Excerpts of labeled region data

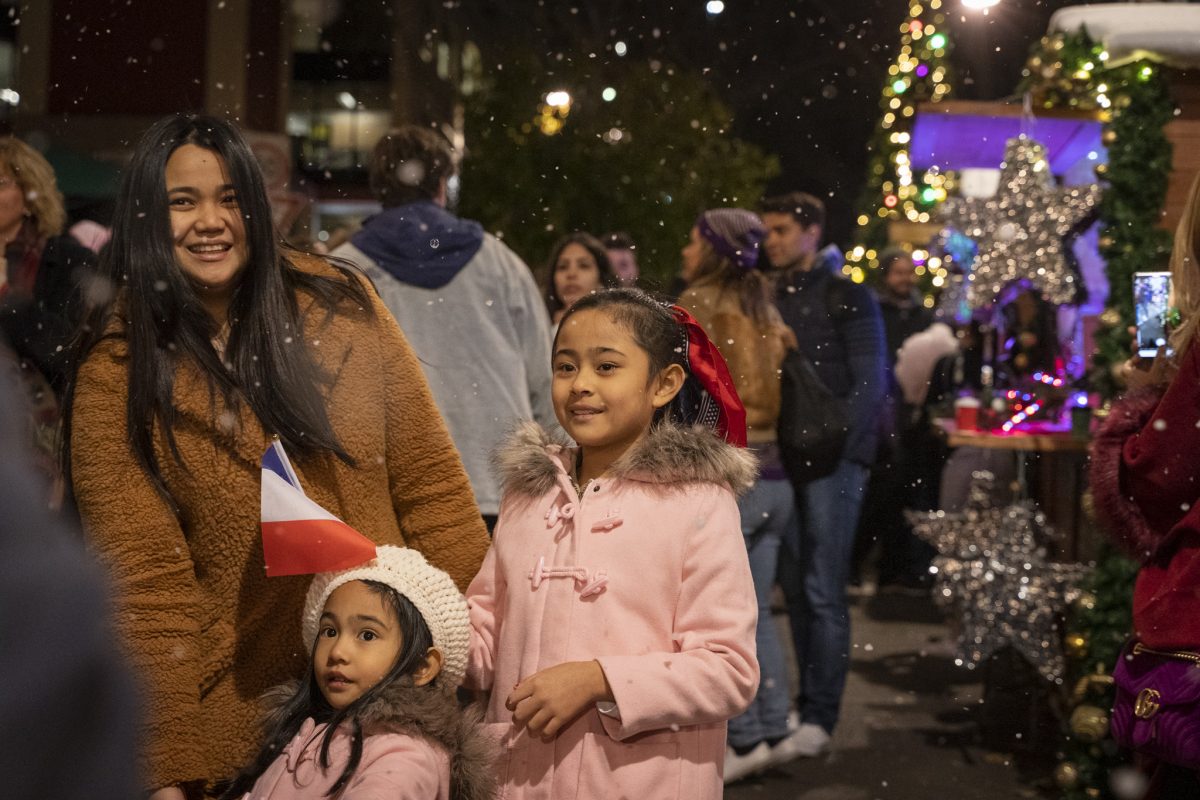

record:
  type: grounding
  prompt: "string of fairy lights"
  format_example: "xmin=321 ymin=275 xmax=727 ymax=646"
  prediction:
xmin=844 ymin=0 xmax=954 ymax=287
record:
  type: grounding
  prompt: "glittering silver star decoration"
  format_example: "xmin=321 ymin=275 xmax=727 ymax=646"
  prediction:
xmin=908 ymin=473 xmax=1087 ymax=682
xmin=941 ymin=137 xmax=1102 ymax=308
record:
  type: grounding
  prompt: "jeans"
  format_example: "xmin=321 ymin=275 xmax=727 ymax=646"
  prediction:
xmin=779 ymin=461 xmax=868 ymax=733
xmin=730 ymin=480 xmax=797 ymax=747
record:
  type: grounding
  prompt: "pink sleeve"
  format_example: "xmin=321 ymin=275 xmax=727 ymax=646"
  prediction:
xmin=463 ymin=534 xmax=504 ymax=691
xmin=1122 ymin=345 xmax=1200 ymax=552
xmin=340 ymin=734 xmax=450 ymax=800
xmin=598 ymin=489 xmax=758 ymax=740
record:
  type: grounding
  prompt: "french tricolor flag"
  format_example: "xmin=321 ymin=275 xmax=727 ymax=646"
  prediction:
xmin=262 ymin=439 xmax=376 ymax=578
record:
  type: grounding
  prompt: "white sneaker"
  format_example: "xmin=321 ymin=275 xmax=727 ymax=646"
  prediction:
xmin=769 ymin=721 xmax=829 ymax=766
xmin=725 ymin=741 xmax=770 ymax=783
xmin=774 ymin=722 xmax=829 ymax=758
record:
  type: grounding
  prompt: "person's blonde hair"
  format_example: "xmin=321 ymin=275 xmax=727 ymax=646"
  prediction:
xmin=692 ymin=241 xmax=776 ymax=327
xmin=1171 ymin=175 xmax=1200 ymax=357
xmin=0 ymin=136 xmax=67 ymax=236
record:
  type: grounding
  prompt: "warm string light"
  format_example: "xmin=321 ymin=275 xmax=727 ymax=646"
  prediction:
xmin=844 ymin=0 xmax=954 ymax=275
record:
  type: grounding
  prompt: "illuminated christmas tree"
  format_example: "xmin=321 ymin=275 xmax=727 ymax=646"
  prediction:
xmin=846 ymin=0 xmax=952 ymax=282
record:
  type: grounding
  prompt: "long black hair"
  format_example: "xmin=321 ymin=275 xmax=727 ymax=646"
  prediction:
xmin=221 ymin=581 xmax=443 ymax=800
xmin=551 ymin=287 xmax=704 ymax=427
xmin=64 ymin=114 xmax=372 ymax=500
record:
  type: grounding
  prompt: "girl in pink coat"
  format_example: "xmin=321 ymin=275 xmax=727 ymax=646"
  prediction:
xmin=222 ymin=546 xmax=496 ymax=800
xmin=467 ymin=289 xmax=758 ymax=800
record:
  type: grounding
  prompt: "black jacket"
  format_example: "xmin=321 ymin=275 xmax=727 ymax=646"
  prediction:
xmin=0 ymin=234 xmax=96 ymax=392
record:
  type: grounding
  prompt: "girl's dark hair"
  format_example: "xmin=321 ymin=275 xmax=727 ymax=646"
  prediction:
xmin=546 ymin=230 xmax=620 ymax=318
xmin=64 ymin=115 xmax=372 ymax=500
xmin=221 ymin=581 xmax=442 ymax=800
xmin=551 ymin=287 xmax=703 ymax=426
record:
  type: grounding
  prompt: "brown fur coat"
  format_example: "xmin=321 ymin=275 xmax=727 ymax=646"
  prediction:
xmin=72 ymin=259 xmax=487 ymax=788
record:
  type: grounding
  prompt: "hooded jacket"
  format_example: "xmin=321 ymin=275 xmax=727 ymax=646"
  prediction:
xmin=467 ymin=425 xmax=758 ymax=800
xmin=71 ymin=258 xmax=487 ymax=788
xmin=247 ymin=681 xmax=496 ymax=800
xmin=1090 ymin=344 xmax=1200 ymax=650
xmin=334 ymin=201 xmax=557 ymax=515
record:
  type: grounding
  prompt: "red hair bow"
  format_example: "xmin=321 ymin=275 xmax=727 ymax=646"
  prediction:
xmin=671 ymin=306 xmax=746 ymax=447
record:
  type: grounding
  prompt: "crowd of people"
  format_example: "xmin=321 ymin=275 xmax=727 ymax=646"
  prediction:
xmin=0 ymin=115 xmax=1195 ymax=800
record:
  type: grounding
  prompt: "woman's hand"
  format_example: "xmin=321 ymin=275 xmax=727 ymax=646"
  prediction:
xmin=146 ymin=786 xmax=187 ymax=800
xmin=504 ymin=661 xmax=613 ymax=739
xmin=1117 ymin=344 xmax=1178 ymax=391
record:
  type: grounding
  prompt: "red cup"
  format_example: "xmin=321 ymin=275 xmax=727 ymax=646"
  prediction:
xmin=954 ymin=397 xmax=979 ymax=431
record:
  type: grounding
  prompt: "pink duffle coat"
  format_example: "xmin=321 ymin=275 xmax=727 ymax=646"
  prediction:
xmin=467 ymin=423 xmax=758 ymax=800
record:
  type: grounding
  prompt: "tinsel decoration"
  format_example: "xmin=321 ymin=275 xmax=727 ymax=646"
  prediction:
xmin=941 ymin=137 xmax=1102 ymax=308
xmin=907 ymin=473 xmax=1087 ymax=684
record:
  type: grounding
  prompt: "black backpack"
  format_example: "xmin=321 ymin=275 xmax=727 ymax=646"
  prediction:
xmin=778 ymin=277 xmax=850 ymax=483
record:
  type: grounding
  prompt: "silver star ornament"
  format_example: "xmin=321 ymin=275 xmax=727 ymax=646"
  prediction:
xmin=941 ymin=137 xmax=1102 ymax=309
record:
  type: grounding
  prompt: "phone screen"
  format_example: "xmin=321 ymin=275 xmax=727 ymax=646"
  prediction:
xmin=1133 ymin=272 xmax=1171 ymax=359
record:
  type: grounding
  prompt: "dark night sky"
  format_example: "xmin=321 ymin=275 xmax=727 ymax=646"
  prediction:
xmin=556 ymin=0 xmax=1073 ymax=242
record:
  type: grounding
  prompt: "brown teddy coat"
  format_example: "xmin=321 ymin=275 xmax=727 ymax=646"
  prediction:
xmin=71 ymin=259 xmax=488 ymax=788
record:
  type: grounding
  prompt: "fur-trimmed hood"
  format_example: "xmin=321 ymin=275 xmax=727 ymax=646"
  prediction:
xmin=494 ymin=422 xmax=758 ymax=497
xmin=263 ymin=680 xmax=498 ymax=800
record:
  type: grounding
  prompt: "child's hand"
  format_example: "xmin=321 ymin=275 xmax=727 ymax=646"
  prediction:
xmin=504 ymin=661 xmax=613 ymax=739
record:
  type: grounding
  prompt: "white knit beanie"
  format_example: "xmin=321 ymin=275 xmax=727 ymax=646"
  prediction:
xmin=302 ymin=545 xmax=470 ymax=686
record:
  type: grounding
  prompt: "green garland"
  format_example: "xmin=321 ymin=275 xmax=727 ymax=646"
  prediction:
xmin=1019 ymin=31 xmax=1175 ymax=800
xmin=1018 ymin=31 xmax=1175 ymax=398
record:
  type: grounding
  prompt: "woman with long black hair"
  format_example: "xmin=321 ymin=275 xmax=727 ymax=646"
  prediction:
xmin=65 ymin=115 xmax=487 ymax=798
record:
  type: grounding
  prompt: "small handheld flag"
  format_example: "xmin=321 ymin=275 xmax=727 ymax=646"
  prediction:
xmin=262 ymin=439 xmax=376 ymax=578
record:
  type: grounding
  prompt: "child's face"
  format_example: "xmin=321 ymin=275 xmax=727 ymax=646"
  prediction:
xmin=312 ymin=581 xmax=404 ymax=710
xmin=551 ymin=308 xmax=678 ymax=465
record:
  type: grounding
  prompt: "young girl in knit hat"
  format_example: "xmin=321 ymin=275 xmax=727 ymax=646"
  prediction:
xmin=222 ymin=546 xmax=494 ymax=800
xmin=467 ymin=289 xmax=758 ymax=800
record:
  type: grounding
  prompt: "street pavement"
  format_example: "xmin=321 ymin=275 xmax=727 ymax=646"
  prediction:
xmin=725 ymin=591 xmax=1054 ymax=800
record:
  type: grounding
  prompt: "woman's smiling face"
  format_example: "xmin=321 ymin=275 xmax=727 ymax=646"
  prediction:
xmin=166 ymin=144 xmax=250 ymax=314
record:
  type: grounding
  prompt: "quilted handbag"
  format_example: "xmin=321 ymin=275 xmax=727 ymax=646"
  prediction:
xmin=1111 ymin=642 xmax=1200 ymax=770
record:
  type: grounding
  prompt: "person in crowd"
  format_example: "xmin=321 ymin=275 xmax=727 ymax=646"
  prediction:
xmin=876 ymin=247 xmax=934 ymax=367
xmin=761 ymin=192 xmax=886 ymax=756
xmin=546 ymin=231 xmax=619 ymax=331
xmin=64 ymin=115 xmax=487 ymax=800
xmin=679 ymin=209 xmax=797 ymax=783
xmin=852 ymin=247 xmax=937 ymax=591
xmin=0 ymin=137 xmax=96 ymax=391
xmin=1088 ymin=176 xmax=1200 ymax=800
xmin=222 ymin=546 xmax=496 ymax=800
xmin=0 ymin=136 xmax=96 ymax=509
xmin=0 ymin=348 xmax=142 ymax=800
xmin=332 ymin=125 xmax=554 ymax=530
xmin=601 ymin=230 xmax=641 ymax=287
xmin=467 ymin=288 xmax=758 ymax=800
xmin=1000 ymin=288 xmax=1060 ymax=383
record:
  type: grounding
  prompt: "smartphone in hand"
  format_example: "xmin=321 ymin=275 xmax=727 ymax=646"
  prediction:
xmin=1133 ymin=272 xmax=1172 ymax=359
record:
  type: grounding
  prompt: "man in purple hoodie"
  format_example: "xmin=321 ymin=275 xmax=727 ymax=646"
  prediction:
xmin=332 ymin=125 xmax=557 ymax=529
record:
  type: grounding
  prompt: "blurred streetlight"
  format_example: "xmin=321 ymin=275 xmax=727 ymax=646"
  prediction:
xmin=546 ymin=89 xmax=571 ymax=108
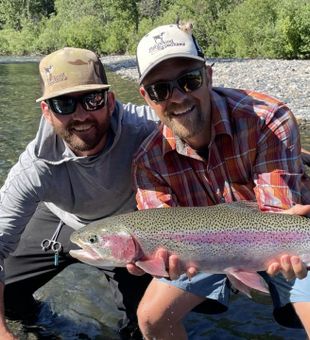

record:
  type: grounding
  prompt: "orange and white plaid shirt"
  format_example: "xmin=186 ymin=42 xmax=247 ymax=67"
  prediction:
xmin=133 ymin=88 xmax=310 ymax=211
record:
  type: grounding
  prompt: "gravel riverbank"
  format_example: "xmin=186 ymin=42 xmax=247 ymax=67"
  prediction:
xmin=101 ymin=56 xmax=310 ymax=123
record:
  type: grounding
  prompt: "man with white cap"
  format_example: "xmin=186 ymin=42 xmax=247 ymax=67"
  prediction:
xmin=0 ymin=48 xmax=156 ymax=340
xmin=132 ymin=25 xmax=310 ymax=340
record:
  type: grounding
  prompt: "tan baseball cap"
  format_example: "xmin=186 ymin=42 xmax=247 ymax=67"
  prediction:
xmin=136 ymin=24 xmax=205 ymax=84
xmin=36 ymin=47 xmax=110 ymax=102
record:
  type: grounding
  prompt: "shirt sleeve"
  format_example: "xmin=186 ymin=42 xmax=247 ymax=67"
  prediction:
xmin=253 ymin=106 xmax=304 ymax=211
xmin=0 ymin=158 xmax=40 ymax=282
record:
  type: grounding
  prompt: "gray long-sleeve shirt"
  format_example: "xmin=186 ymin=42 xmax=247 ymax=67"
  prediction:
xmin=0 ymin=102 xmax=157 ymax=281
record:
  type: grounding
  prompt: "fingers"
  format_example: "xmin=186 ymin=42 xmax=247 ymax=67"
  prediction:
xmin=281 ymin=204 xmax=310 ymax=216
xmin=280 ymin=255 xmax=295 ymax=280
xmin=266 ymin=262 xmax=281 ymax=276
xmin=266 ymin=255 xmax=307 ymax=280
xmin=126 ymin=263 xmax=145 ymax=276
xmin=281 ymin=256 xmax=308 ymax=280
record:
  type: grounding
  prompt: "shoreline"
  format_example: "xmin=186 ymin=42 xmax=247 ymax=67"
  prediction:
xmin=101 ymin=55 xmax=310 ymax=124
xmin=0 ymin=55 xmax=310 ymax=125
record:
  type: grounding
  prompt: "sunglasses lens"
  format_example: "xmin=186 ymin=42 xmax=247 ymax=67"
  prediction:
xmin=47 ymin=96 xmax=77 ymax=115
xmin=47 ymin=91 xmax=107 ymax=116
xmin=82 ymin=91 xmax=106 ymax=111
xmin=177 ymin=70 xmax=202 ymax=92
xmin=144 ymin=69 xmax=203 ymax=102
xmin=145 ymin=83 xmax=170 ymax=102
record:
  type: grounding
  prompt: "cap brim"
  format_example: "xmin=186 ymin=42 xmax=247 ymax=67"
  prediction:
xmin=139 ymin=53 xmax=206 ymax=84
xmin=36 ymin=84 xmax=111 ymax=102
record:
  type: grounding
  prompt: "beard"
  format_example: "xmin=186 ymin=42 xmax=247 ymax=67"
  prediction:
xmin=162 ymin=103 xmax=208 ymax=140
xmin=53 ymin=118 xmax=110 ymax=152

DIRECTIONS FOR THIS TASK:
Collect every line of the rows above that contains the string "pink", treating uppercase and lowercase as different.

EXERCISE RESULT:
  prompt: "pink sleeve"
  prompt: "girl in pink coat"
  prompt: "pink duffle coat"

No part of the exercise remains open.